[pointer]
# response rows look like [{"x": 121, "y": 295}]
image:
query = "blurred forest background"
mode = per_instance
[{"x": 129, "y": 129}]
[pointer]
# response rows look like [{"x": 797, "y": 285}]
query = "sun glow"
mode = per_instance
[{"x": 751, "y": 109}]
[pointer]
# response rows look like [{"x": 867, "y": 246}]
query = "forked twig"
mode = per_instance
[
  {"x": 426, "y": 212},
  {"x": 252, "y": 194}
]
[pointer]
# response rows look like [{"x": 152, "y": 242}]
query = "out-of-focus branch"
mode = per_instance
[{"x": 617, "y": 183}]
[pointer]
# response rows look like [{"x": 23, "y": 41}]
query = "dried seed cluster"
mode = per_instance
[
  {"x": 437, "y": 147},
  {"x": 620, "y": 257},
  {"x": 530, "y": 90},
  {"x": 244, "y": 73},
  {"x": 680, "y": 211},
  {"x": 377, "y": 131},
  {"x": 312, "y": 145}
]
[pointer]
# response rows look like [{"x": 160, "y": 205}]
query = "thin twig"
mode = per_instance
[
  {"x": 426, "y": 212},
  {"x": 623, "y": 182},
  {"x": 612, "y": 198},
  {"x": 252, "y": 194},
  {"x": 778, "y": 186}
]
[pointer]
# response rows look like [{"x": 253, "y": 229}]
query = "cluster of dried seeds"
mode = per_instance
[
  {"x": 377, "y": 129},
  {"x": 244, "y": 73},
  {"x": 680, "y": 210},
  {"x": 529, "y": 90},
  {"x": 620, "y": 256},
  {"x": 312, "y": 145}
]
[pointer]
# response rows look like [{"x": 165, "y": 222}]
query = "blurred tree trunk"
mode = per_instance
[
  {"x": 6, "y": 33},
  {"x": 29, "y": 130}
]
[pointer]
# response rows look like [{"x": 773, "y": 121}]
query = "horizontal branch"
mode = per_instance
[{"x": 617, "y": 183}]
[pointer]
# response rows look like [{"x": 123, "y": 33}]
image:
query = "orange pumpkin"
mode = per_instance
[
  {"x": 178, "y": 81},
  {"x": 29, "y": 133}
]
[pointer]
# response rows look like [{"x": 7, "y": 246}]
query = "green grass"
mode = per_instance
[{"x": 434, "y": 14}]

### [ACTIVITY]
From top to bottom, repeat the material above word for word.

### [RESULT OF THIS TASK]
[pointer]
# response rows look like [{"x": 121, "y": 295}]
image:
query = "blurred forest background"
mode = per_instance
[{"x": 129, "y": 129}]
[pointer]
# response rows look like [{"x": 797, "y": 285}]
query = "sun glow"
mode = per_instance
[{"x": 751, "y": 109}]
[pointer]
# response rows look like [{"x": 867, "y": 246}]
query = "forked twig"
mode = per_instance
[
  {"x": 426, "y": 212},
  {"x": 252, "y": 194}
]
[pointer]
# response rows look like [{"x": 152, "y": 242}]
query = "out-of-focus branch"
mode = per_instance
[{"x": 617, "y": 183}]
[pointer]
# response rows look like [{"x": 23, "y": 41}]
query = "dried seed cluster"
mode = per_instance
[
  {"x": 437, "y": 147},
  {"x": 620, "y": 257},
  {"x": 530, "y": 90},
  {"x": 244, "y": 73},
  {"x": 680, "y": 211},
  {"x": 377, "y": 131},
  {"x": 312, "y": 145}
]
[pointer]
# response rows look like [{"x": 160, "y": 205}]
query = "thin twig"
mode = per_instance
[
  {"x": 426, "y": 212},
  {"x": 623, "y": 182},
  {"x": 612, "y": 198},
  {"x": 252, "y": 194},
  {"x": 778, "y": 186}
]
[pointer]
# response rows look like [{"x": 253, "y": 229}]
query = "cluster of dried seeds"
mode = per_instance
[
  {"x": 377, "y": 129},
  {"x": 244, "y": 73},
  {"x": 680, "y": 210},
  {"x": 529, "y": 90},
  {"x": 620, "y": 256},
  {"x": 312, "y": 145}
]
[pointer]
# response rows look like [{"x": 165, "y": 222}]
query = "blurred tree trunk"
mode = per_instance
[
  {"x": 6, "y": 33},
  {"x": 29, "y": 130}
]
[pointer]
# response rows look like [{"x": 773, "y": 121}]
query = "horizontal branch"
mode = per_instance
[{"x": 617, "y": 183}]
[pointer]
# response rows look like [{"x": 123, "y": 33}]
image:
query = "orange pumpkin"
mode = per_instance
[
  {"x": 178, "y": 81},
  {"x": 29, "y": 133}
]
[pointer]
# response rows look like [{"x": 7, "y": 246}]
query = "green grass"
mode = per_instance
[{"x": 434, "y": 14}]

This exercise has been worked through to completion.